* _SET PROBLEM_
Find each line in the data below that contains the word "grass" and copy those lines out.

[Begin ENTRIES]

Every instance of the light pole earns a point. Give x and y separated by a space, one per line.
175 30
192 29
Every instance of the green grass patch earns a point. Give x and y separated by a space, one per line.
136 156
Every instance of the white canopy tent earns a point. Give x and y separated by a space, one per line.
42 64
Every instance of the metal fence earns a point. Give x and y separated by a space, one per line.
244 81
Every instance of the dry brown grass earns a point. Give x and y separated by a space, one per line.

[End ENTRIES]
[Begin ENTRIES]

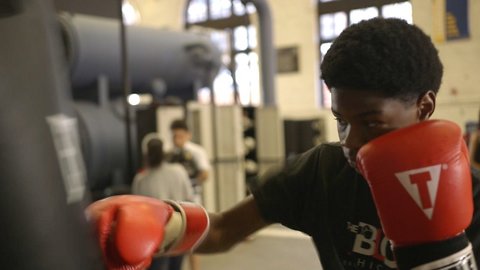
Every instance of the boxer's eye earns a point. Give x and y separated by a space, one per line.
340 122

[End ENTRIES]

* _ANSWER BELOW_
Every instance of the green grass patch earns a point. Give x and y separated by a space, one per line.
Every instance of the dry brown grass earns a point. Give x and y separated by a space, one per line.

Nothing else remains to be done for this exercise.